SOURCE EXTRACT Start Marker
A key problem is that when it comes to a novel technology – especially one that will involve placing thousands of antennae in close proximity to where we live and work — any notion of gradations of risk and of the protection afforded by existing safety standards is replaced by an absolute dichotomy of safe/unsafe. We are programmed to react in terms of absolutes.
The behavioral psychologist Daniel Kahneman described two systems for parsing reality. System 1, which is the default mechanism for making instantaneous decisions involving life or death, uses stark binary terms involving absolutes (safe/unsafe). In contrast, System 2, involves making distinctions and bringing prior knowledge to bear in order to calibrate levels of danger/risk. But System 2 takes mental effort and time for reflection, and this is not the default way we react to a perceived threat.
Politicians and activists know this very well. Any whiff of a possible risk from an agent that we can neither see nor feel, especially if associated with a novel technology, is reacted to as if it is an existential threat.
As the authors of the Health Physics article argue, in view of the wide dissemination of this new technology, high-quality studies should be done to monitor exposure and potential health effects. At the same time, we need to be aware that the scientific literature is replete with papers that purport to show “positive effects,” but many of these studies are never replicated.
SOURCE EXTRACT End Marker
INFORMATION Start Marker
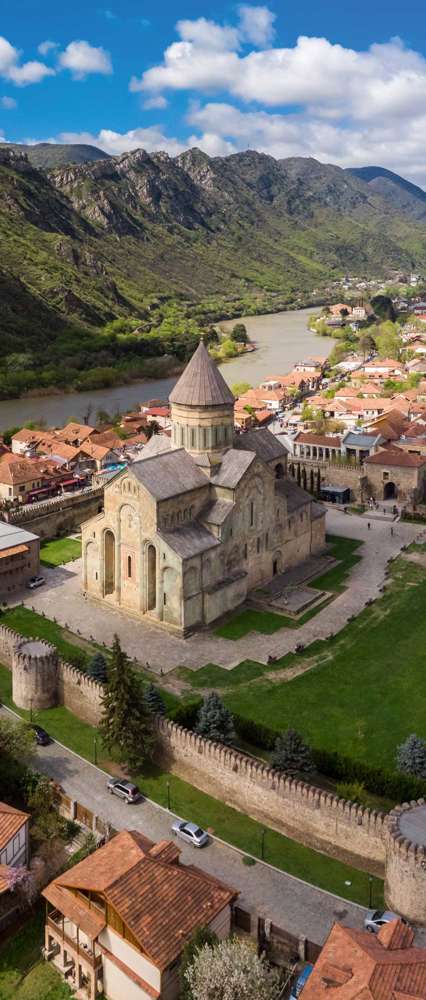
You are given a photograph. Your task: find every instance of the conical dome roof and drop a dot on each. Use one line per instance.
(201, 384)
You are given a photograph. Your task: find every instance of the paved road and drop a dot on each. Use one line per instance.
(144, 641)
(290, 903)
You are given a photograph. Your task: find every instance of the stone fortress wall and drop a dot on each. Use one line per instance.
(368, 839)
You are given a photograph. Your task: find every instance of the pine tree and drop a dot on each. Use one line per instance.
(154, 700)
(97, 668)
(126, 725)
(215, 722)
(411, 756)
(292, 754)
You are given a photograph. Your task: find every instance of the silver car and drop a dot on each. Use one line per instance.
(375, 919)
(190, 832)
(124, 789)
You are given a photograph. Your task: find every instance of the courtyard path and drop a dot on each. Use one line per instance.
(162, 651)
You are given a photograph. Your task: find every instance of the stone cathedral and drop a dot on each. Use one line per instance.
(202, 518)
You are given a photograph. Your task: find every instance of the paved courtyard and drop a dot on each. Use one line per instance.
(162, 651)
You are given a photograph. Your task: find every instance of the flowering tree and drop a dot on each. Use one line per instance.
(231, 970)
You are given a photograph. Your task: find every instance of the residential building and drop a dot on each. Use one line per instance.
(355, 965)
(117, 922)
(14, 838)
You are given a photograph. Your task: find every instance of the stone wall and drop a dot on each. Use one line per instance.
(318, 819)
(58, 516)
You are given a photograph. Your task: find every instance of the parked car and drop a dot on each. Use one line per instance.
(42, 738)
(375, 919)
(301, 982)
(124, 789)
(190, 832)
(36, 581)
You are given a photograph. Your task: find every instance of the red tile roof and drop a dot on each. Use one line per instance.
(355, 965)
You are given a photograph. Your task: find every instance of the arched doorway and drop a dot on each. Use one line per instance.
(389, 491)
(109, 562)
(152, 577)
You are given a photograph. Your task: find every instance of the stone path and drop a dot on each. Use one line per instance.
(162, 652)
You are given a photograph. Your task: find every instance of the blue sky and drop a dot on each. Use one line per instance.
(345, 82)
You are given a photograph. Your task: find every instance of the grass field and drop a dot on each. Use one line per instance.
(187, 801)
(369, 691)
(59, 550)
(268, 622)
(23, 974)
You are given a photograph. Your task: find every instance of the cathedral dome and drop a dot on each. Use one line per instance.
(201, 384)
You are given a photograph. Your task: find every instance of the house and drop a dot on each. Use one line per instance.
(14, 837)
(117, 922)
(355, 965)
(19, 557)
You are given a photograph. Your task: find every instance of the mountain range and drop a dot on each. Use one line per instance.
(88, 237)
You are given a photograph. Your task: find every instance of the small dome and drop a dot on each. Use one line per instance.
(201, 384)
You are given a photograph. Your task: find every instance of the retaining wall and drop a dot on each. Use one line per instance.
(307, 814)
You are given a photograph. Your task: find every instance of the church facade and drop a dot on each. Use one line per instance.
(202, 518)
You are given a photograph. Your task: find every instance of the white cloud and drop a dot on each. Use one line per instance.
(256, 25)
(155, 102)
(20, 74)
(45, 47)
(151, 139)
(81, 58)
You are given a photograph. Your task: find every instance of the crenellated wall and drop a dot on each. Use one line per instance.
(309, 815)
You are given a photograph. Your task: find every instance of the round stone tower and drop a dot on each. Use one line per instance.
(405, 885)
(35, 675)
(202, 409)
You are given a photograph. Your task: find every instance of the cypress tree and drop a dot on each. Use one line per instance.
(411, 756)
(292, 754)
(215, 722)
(154, 700)
(97, 668)
(126, 725)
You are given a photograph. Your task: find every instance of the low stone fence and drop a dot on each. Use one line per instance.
(319, 819)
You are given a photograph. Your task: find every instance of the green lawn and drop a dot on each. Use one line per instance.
(23, 974)
(369, 693)
(268, 622)
(228, 823)
(59, 551)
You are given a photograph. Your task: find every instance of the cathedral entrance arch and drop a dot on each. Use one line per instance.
(109, 562)
(152, 576)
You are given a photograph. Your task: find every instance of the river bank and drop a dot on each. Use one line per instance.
(281, 339)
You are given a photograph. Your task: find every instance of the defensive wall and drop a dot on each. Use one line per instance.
(58, 516)
(358, 835)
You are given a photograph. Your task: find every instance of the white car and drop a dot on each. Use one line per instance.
(190, 832)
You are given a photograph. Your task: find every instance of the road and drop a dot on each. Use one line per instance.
(290, 903)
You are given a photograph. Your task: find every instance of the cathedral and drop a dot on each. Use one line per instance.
(202, 518)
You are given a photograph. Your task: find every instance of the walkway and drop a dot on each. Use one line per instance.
(148, 643)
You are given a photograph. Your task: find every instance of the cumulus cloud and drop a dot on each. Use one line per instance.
(19, 73)
(45, 47)
(256, 25)
(81, 59)
(8, 103)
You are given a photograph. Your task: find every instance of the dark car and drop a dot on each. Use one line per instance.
(42, 738)
(124, 789)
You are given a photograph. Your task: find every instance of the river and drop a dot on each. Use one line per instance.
(281, 339)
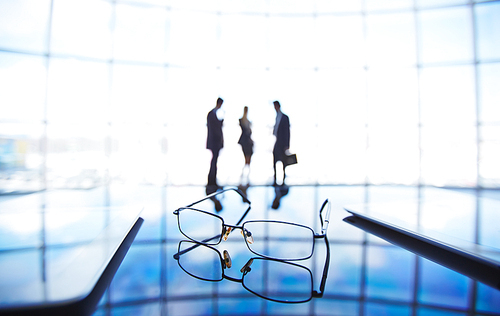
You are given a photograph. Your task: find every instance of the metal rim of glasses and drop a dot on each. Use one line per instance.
(245, 270)
(227, 229)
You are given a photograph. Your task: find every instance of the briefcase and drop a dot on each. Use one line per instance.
(290, 159)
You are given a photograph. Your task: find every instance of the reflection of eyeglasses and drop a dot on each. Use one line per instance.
(271, 279)
(266, 238)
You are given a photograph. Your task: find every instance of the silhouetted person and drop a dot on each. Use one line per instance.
(279, 192)
(212, 189)
(282, 144)
(246, 141)
(215, 140)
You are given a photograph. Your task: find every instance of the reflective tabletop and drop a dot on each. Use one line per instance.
INFORMATION End Marker
**REQUIRED ACTION**
In the excerpt on perceived 5G risk, reproduce everything from "A key problem" down to "a perceived threat.". Base your work on the text only.

**TASK RESULT**
A key problem is that when it comes to a novel technology – especially one that will involve placing thousands of antennae in close proximity to where we live and work — any notion of gradations of risk and of the protection afforded by existing safety standards is replaced by an absolute dichotomy of safe/unsafe. We are programmed to react in terms of absolutes.
The behavioral psychologist Daniel Kahneman described two systems for parsing reality. System 1, which is the default mechanism for making instantaneous decisions involving life or death, uses stark binary terms involving absolutes (safe/unsafe). In contrast, System 2, involves making distinctions and bringing prior knowledge to bear in order to calibrate levels of danger/risk. But System 2 takes mental effort and time for reflection, and this is not the default way we react to a perceived threat.